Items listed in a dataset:
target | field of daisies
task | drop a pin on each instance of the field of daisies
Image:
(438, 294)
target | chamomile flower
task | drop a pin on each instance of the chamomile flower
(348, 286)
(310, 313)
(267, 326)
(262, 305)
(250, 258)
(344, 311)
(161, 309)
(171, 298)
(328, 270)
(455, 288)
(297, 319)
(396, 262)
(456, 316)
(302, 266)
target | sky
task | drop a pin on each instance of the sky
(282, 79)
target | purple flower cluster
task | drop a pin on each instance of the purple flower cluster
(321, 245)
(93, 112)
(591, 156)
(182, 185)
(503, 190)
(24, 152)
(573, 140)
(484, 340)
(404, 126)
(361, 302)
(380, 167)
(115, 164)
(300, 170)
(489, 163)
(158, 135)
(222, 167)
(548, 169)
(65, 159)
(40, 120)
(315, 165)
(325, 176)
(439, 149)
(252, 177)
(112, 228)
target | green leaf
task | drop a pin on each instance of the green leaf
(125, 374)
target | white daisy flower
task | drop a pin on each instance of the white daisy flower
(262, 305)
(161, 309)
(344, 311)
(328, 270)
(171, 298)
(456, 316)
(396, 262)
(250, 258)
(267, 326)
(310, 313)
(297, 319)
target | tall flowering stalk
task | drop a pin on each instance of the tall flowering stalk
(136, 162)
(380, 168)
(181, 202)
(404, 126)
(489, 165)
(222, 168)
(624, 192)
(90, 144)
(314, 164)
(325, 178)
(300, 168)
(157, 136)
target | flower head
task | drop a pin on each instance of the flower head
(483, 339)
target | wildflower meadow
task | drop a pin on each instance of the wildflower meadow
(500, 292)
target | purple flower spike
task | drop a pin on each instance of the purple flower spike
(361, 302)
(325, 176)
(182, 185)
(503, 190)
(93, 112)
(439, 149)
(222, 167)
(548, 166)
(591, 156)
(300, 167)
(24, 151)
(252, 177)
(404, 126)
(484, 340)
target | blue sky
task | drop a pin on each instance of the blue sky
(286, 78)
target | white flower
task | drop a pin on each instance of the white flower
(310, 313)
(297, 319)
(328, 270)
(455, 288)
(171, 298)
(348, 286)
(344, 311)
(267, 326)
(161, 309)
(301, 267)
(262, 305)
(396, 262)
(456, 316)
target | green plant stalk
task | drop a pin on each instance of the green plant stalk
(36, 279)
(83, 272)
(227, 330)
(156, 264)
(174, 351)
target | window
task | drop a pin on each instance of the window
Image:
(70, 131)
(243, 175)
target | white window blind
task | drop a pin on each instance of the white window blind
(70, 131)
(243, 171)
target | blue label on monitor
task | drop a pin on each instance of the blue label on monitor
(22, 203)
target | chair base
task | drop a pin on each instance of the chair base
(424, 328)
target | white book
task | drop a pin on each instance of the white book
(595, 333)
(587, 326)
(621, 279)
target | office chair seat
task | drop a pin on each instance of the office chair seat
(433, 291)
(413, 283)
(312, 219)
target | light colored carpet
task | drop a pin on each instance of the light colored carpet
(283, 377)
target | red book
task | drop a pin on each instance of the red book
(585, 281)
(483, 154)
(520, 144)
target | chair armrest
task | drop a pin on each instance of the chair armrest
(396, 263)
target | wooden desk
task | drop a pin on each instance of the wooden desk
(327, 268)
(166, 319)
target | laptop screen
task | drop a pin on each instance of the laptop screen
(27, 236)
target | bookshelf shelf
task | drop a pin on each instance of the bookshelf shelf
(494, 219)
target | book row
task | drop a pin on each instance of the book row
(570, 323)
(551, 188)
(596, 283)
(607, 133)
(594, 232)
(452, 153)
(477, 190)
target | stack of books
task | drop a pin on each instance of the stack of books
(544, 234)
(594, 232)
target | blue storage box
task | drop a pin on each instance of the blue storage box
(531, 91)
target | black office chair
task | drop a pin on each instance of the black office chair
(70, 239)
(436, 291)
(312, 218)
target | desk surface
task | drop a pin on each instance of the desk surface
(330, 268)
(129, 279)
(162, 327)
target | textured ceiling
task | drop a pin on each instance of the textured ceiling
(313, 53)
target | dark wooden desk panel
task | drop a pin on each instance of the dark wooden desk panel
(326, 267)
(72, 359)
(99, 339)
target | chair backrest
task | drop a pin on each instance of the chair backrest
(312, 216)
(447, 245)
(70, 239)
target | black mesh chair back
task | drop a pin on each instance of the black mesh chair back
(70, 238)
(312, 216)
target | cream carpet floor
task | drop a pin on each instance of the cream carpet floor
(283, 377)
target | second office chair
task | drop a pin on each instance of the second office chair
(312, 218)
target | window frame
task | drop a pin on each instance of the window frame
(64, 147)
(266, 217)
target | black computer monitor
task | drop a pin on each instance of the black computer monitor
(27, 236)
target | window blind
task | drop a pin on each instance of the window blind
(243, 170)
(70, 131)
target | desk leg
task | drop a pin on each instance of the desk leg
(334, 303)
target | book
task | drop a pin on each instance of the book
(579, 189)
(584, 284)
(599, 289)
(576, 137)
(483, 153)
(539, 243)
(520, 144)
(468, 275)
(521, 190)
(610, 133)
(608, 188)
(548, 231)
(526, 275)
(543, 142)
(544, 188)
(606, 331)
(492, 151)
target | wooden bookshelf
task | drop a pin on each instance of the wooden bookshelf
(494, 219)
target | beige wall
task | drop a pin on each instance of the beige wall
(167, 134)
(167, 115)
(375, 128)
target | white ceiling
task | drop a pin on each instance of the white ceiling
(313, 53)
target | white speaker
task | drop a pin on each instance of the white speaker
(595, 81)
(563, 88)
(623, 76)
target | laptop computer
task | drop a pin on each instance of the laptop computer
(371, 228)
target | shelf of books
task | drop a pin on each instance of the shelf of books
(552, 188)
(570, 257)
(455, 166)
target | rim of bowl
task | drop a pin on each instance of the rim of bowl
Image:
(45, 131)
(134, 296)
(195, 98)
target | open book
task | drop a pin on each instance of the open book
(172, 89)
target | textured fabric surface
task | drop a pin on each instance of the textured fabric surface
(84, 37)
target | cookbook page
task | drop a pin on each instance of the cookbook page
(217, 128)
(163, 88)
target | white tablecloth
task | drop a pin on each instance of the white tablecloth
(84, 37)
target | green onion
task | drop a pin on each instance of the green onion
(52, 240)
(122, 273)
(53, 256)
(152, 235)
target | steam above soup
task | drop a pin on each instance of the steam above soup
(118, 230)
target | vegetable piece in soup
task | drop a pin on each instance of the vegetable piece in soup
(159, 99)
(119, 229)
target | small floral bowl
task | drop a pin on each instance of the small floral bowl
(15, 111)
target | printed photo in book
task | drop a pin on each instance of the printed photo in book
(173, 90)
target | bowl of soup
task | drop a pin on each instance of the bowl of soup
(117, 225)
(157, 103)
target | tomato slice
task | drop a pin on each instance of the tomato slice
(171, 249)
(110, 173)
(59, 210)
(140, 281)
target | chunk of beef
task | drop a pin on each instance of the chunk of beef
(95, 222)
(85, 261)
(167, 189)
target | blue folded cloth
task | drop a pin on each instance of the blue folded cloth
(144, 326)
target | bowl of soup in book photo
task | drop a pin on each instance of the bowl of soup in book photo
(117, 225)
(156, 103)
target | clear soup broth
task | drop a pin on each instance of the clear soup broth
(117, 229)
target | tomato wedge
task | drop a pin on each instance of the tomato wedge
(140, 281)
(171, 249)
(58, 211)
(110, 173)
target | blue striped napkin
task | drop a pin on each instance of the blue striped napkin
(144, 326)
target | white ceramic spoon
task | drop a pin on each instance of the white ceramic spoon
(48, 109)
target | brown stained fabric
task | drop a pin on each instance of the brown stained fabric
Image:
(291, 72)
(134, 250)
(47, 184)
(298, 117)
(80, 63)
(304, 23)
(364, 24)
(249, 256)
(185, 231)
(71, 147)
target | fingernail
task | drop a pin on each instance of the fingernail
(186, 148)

# WRITTEN EXERCISE
Your task is to reproduce all of the records exactly.

# FINAL RESULT
target | field of daisies
task | drop a pin on each instance of the field of daisies
Image:
(438, 294)
target | chamomile flower
task | drop a pin on each instance of the chamomile flower
(348, 286)
(310, 313)
(267, 326)
(262, 305)
(250, 258)
(344, 311)
(161, 309)
(171, 298)
(328, 270)
(455, 288)
(297, 319)
(396, 262)
(456, 316)
(302, 266)
target | sky
task | drop a pin on each instance of the sky
(282, 79)
target | purple flower cluster
task | drop a pin on each instance of the purple flower cluster
(321, 245)
(93, 112)
(591, 156)
(182, 185)
(503, 190)
(24, 152)
(573, 140)
(484, 340)
(404, 126)
(361, 302)
(380, 167)
(115, 164)
(300, 170)
(489, 163)
(158, 135)
(222, 167)
(548, 169)
(65, 159)
(40, 120)
(315, 165)
(325, 176)
(439, 149)
(252, 177)
(112, 228)
target | green leaf
task | drop a pin on each instance of the green leaf
(125, 374)
target | white daisy flower
task | drop a pin on each instance of the white daisy flower
(262, 305)
(161, 309)
(344, 311)
(328, 270)
(171, 298)
(456, 316)
(396, 262)
(250, 258)
(267, 326)
(310, 313)
(297, 319)
target | tall flowering stalk
task | drop a pin on each instance of the tall flowering stalk
(136, 162)
(380, 168)
(181, 202)
(404, 126)
(489, 165)
(222, 168)
(624, 192)
(90, 144)
(314, 164)
(325, 178)
(300, 168)
(157, 136)
target | flower head
task | drop a pin on each instance of the flower head
(483, 339)
target | wildflower meadow
task | drop a pin on each instance of the wildflower meadow
(500, 292)
target | purple flower spike
task | drop a pin on each instance of the purple flower spike
(361, 302)
(325, 176)
(182, 185)
(503, 190)
(93, 112)
(439, 149)
(222, 167)
(548, 166)
(591, 156)
(300, 167)
(24, 151)
(252, 177)
(404, 126)
(484, 340)
target | blue sky
task | drop a pin on each instance of the blue sky
(286, 78)
target | white flower
task | drop a pin on each instance of the white flower
(310, 313)
(297, 319)
(328, 270)
(455, 288)
(171, 298)
(348, 286)
(344, 311)
(267, 326)
(161, 309)
(301, 267)
(262, 305)
(396, 262)
(456, 316)
target | green plant stalk
task | drop a pin on each instance of the green plant stalk
(36, 279)
(83, 272)
(227, 330)
(156, 264)
(174, 351)
target | window
task | drop a pin on each instance of the window
Image:
(70, 131)
(243, 175)
target | white window blind
task | drop a pin on each instance of the white window blind
(70, 131)
(243, 171)
target | blue label on monitor
task | drop a pin on each instance of the blue label on monitor
(22, 203)
target | chair base
task | drop a pin on each instance of the chair base
(424, 328)
target | white book
task | drop a pin on each instance of the white book
(595, 333)
(587, 326)
(621, 279)
target | office chair seat
task | drop a pin on each instance of the office chair seat
(433, 291)
(413, 283)
(312, 219)
target | light colored carpet
task | drop a pin on each instance of the light colored carpet
(283, 377)
target | red book
task | drop a pin on each instance of the red book
(585, 281)
(483, 154)
(520, 144)
target | chair armrest
task | drop a pin on each instance of the chair armrest
(396, 263)
target | wooden desk
task | drop a pin on each instance of the wooden desk
(327, 268)
(166, 319)
target | laptop screen
task | drop a pin on each instance of the laptop screen
(27, 236)
target | bookshelf shelf
task | drop a pin on each instance of the bookshelf shelf
(494, 219)
target | book row
task | drop a pin on each instance of the book row
(570, 323)
(551, 188)
(596, 283)
(607, 133)
(594, 232)
(452, 153)
(477, 190)
target | stack of books
task | drop a pin on each instance of the stack of books
(544, 234)
(594, 232)
target | blue storage box
task | drop a pin on each instance of the blue storage box
(531, 91)
target | black office chair
task | drop a pin on each instance of the black office chair
(70, 239)
(436, 291)
(312, 218)
target | desk surface
task | drop a pin on each instance of the desk surface
(330, 268)
(129, 279)
(162, 327)
target | textured ceiling
task | drop a pin on each instance of the textured ceiling
(313, 53)
target | dark wooden desk panel
task | drop a pin on each instance of the dark wooden desk panel
(326, 267)
(72, 359)
(99, 339)
target | chair backrest
task | drop a pin on each instance of the chair backrest
(312, 216)
(447, 245)
(70, 239)
target | black mesh chair back
task | drop a pin on each instance of the black mesh chair back
(70, 238)
(312, 216)
target | cream carpet floor
task | drop a pin on each instance of the cream carpet floor
(283, 377)
target | second office chair
task | drop a pin on each instance of the second office chair
(312, 218)
target | window frame
task | drop a pin on each instance of the window frame
(64, 147)
(266, 217)
target | black computer monitor
task | drop a pin on each instance of the black computer monitor
(27, 236)
target | window blind
task | drop a pin on each instance of the window blind
(243, 170)
(70, 131)
target | desk leg
task | drop a pin on each instance of the desk leg
(334, 303)
target | book
task | drop a pin on each instance of the book
(579, 189)
(584, 284)
(599, 289)
(576, 137)
(483, 153)
(539, 243)
(520, 144)
(468, 275)
(521, 190)
(610, 133)
(608, 188)
(548, 231)
(526, 275)
(543, 142)
(544, 188)
(606, 331)
(492, 151)
target | wooden bookshelf
task | drop a pin on each instance of the wooden bookshelf
(494, 219)
target | beige wall
task | drop a pin on each instance of the beige wall
(167, 134)
(167, 115)
(375, 128)
target | white ceiling
task | drop a pin on each instance of the white ceiling
(313, 53)
target | white speaker
task | drop a pin on each instance of the white speaker
(595, 81)
(563, 88)
(623, 76)
target | laptop computer
task | drop a pin on each instance of the laptop computer
(371, 228)
target | shelf of books
task | drop a pin on each instance of the shelf of books
(552, 188)
(570, 257)
(455, 166)
target | rim of bowl
task | drop a pin on each instance of the rim of bowl
Image:
(45, 131)
(134, 296)
(195, 98)
target | open book
task | drop a pin on each instance of the open book
(172, 89)
target | textured fabric surface
task | drop a pin on each instance of the textured fabric surface
(84, 37)
target | cookbook page
task | drop a pin on each instance of the cookbook page
(217, 128)
(163, 88)
target | white tablecloth
task | drop a pin on each instance of the white tablecloth
(84, 37)
target | green onion
task | drop a pin on each instance of the green onion
(52, 240)
(122, 273)
(53, 256)
(152, 235)
target | steam above soup
task | drop a pin on each instance of the steam above soup
(118, 230)
target | vegetable piece in soup
task | drop a pin on each instance of the vegetable piece in soup
(159, 99)
(119, 229)
target | small floral bowl
task | drop a pin on each instance of the small floral bowl
(15, 111)
target | printed photo in book
task | drop a pin on each instance of the printed photo in book
(173, 90)
target | bowl of soup
task | drop a pin on each instance of the bowl of soup
(117, 225)
(157, 103)
target | tomato slice
task | drop a pin on each instance of the tomato slice
(171, 249)
(110, 173)
(59, 210)
(140, 281)
target | chunk of beef
task | drop a pin on each instance of the chunk of beef
(95, 222)
(85, 261)
(167, 189)
target | blue folded cloth
task | drop a pin on each instance of the blue folded cloth
(144, 326)
target | bowl of soup in book photo
task | drop a pin on each instance of the bowl of soup in book photo
(117, 225)
(156, 103)
target | clear soup broth
task | drop a pin on each instance of the clear soup broth
(117, 229)
target | tomato wedge
task | drop a pin on each instance of the tomato wedge
(140, 281)
(171, 249)
(58, 211)
(110, 173)
target | blue striped napkin
task | drop a pin on each instance of the blue striped napkin
(144, 326)
target | white ceramic spoon
task | drop a pin on each instance of the white ceramic spoon
(48, 109)
target | brown stained fabric
task | drop a pin on each instance of the brown stained fabric
Image:
(291, 72)
(134, 250)
(47, 184)
(298, 117)
(80, 63)
(304, 23)
(364, 24)
(249, 256)
(185, 231)
(71, 147)
target | fingernail
task | drop a pin on each instance of the fingernail
(186, 148)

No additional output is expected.